◆ **TASK INSTRUCTIONS**
From the data below, copy each line that includes the word "segment".

SOURCE DATA section start

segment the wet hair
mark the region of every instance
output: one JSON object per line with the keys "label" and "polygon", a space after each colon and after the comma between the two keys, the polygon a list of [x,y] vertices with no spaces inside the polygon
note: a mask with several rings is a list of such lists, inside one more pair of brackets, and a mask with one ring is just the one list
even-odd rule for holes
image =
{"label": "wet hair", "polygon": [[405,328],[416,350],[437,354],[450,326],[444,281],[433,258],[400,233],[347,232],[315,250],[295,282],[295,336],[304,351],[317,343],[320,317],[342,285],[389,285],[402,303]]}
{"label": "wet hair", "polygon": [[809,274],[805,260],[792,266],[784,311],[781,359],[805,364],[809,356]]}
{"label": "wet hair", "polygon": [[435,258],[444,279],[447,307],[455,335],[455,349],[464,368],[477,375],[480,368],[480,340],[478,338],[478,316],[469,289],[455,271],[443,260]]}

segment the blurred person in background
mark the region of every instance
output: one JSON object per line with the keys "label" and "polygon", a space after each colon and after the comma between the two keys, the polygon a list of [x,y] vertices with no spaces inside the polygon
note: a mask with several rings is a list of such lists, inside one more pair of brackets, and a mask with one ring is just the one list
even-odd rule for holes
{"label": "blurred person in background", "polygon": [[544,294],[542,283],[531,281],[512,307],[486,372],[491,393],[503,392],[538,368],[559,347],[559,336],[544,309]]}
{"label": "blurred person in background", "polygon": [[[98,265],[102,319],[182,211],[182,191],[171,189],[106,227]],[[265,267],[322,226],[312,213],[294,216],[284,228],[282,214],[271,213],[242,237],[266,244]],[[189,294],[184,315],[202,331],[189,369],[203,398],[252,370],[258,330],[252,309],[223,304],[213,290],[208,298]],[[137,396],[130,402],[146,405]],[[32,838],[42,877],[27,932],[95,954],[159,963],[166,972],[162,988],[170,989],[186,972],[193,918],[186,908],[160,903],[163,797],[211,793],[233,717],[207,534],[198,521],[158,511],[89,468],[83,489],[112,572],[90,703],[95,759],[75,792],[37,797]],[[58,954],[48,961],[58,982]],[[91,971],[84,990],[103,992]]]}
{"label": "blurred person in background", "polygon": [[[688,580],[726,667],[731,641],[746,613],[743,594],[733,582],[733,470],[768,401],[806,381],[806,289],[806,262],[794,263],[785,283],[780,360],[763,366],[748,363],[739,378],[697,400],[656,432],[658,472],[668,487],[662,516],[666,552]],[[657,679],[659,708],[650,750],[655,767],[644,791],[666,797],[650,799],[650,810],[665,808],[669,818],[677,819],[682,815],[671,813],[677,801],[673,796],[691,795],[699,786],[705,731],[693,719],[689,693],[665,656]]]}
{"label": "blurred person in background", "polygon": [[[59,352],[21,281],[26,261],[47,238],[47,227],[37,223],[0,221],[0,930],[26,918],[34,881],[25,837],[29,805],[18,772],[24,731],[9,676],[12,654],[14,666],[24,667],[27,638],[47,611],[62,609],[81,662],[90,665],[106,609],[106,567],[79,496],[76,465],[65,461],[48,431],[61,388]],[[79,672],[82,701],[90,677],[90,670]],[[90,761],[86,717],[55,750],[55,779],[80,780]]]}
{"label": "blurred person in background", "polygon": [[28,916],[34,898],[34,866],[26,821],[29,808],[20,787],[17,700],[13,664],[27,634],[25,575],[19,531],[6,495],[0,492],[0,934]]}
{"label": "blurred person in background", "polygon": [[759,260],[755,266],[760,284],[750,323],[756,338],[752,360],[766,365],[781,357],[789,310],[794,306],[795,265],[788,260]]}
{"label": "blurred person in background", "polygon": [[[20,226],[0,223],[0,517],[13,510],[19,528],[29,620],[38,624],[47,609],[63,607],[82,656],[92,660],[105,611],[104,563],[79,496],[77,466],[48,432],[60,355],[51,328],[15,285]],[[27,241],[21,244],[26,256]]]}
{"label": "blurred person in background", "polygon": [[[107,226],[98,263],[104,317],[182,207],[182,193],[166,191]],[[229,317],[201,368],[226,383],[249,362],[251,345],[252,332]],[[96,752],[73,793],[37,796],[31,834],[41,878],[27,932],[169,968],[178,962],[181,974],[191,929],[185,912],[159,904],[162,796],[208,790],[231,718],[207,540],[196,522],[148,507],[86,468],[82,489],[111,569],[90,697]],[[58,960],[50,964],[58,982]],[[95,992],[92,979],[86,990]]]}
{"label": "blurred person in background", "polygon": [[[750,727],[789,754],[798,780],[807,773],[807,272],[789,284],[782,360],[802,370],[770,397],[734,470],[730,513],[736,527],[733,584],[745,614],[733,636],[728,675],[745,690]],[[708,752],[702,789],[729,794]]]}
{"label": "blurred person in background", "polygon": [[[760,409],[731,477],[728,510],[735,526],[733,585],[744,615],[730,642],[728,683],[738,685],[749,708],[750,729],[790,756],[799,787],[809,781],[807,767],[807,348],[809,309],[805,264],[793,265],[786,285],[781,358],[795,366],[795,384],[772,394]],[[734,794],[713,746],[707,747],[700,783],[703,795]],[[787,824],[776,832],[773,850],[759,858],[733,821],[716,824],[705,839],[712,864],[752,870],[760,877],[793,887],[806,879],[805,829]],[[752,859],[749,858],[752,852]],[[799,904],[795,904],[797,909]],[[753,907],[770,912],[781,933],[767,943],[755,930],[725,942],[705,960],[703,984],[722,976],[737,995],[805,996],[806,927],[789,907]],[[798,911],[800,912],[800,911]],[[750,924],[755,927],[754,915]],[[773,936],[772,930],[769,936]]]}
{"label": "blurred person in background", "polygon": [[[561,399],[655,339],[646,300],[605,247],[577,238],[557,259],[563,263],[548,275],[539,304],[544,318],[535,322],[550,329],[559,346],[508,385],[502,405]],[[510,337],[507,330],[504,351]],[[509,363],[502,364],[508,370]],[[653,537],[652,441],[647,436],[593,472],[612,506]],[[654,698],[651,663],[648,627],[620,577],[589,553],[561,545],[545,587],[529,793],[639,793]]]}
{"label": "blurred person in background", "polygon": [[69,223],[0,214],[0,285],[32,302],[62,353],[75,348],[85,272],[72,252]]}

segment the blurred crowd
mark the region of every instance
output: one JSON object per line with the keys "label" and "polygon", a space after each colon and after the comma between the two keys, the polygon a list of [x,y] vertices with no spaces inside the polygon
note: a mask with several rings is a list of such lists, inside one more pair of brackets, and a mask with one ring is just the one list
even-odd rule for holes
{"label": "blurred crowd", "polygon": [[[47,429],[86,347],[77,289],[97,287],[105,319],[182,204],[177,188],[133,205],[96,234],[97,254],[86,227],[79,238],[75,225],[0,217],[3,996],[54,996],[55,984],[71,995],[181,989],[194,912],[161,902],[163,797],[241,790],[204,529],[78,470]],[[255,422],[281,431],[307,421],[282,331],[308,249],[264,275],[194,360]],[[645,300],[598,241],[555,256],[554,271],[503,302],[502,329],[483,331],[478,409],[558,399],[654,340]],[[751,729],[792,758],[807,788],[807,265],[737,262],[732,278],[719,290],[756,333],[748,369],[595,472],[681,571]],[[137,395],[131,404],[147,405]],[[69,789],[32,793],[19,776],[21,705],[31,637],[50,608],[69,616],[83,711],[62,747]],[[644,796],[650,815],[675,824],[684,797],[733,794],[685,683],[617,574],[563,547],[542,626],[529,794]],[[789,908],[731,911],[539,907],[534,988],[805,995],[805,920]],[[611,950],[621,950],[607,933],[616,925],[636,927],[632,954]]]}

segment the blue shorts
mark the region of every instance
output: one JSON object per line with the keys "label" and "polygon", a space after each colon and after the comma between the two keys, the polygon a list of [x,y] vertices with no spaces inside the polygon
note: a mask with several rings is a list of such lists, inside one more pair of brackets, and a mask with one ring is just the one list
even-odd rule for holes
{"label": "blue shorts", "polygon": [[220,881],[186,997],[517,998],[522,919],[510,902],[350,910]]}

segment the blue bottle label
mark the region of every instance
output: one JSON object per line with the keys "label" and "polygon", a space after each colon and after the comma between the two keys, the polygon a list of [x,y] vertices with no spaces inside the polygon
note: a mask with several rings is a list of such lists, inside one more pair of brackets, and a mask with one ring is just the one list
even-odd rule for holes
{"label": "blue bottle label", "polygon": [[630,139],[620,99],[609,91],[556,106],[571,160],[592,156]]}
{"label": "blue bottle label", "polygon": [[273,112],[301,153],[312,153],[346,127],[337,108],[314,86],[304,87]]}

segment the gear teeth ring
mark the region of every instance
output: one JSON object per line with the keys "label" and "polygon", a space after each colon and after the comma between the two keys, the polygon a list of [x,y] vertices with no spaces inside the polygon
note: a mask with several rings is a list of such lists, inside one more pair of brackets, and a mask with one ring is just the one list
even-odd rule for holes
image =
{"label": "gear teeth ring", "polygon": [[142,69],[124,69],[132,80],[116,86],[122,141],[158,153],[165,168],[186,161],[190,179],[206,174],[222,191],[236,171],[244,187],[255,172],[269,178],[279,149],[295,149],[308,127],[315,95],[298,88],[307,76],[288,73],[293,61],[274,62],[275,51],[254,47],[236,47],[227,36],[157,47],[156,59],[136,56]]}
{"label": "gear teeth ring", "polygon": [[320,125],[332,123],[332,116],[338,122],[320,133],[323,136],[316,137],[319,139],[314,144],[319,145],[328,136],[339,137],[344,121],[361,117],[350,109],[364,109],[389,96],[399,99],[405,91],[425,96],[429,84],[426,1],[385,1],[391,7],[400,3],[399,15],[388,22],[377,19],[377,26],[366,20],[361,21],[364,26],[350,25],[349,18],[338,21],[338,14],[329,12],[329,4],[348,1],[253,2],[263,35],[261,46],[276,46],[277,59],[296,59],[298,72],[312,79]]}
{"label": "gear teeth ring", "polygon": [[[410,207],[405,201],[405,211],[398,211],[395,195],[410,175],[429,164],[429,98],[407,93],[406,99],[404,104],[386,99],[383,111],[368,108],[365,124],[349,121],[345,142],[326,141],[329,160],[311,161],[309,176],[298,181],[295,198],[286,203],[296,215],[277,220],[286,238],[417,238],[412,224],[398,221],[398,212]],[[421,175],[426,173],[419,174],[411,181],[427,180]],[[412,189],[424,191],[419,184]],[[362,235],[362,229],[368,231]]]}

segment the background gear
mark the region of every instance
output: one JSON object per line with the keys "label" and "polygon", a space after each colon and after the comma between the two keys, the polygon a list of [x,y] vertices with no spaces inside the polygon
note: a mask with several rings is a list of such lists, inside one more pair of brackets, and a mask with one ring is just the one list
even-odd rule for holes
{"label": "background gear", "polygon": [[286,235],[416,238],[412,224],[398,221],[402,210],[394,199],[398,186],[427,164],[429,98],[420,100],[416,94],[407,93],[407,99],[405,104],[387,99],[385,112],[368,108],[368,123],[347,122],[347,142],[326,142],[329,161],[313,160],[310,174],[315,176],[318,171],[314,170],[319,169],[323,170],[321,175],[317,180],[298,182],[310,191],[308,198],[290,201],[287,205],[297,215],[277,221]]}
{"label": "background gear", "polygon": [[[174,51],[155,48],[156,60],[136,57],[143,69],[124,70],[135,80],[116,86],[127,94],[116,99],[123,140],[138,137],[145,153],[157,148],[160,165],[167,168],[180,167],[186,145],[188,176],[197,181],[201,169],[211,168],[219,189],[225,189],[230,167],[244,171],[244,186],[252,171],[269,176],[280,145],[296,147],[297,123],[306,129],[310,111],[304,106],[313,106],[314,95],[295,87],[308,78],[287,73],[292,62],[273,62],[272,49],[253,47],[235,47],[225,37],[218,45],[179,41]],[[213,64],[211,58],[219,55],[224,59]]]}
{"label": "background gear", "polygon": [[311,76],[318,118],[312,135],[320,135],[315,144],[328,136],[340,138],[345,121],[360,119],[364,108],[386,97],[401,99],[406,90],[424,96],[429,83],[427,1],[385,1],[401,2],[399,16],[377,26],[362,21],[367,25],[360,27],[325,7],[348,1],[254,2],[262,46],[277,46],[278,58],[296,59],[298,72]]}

SOURCE DATA section end

◆ **ANSWER TO THE EXERCISE**
segment the wet hair
segment the blurred person in background
segment the blurred crowd
segment the blue shorts
segment the blue bottle label
segment the gear teeth ring
segment the background gear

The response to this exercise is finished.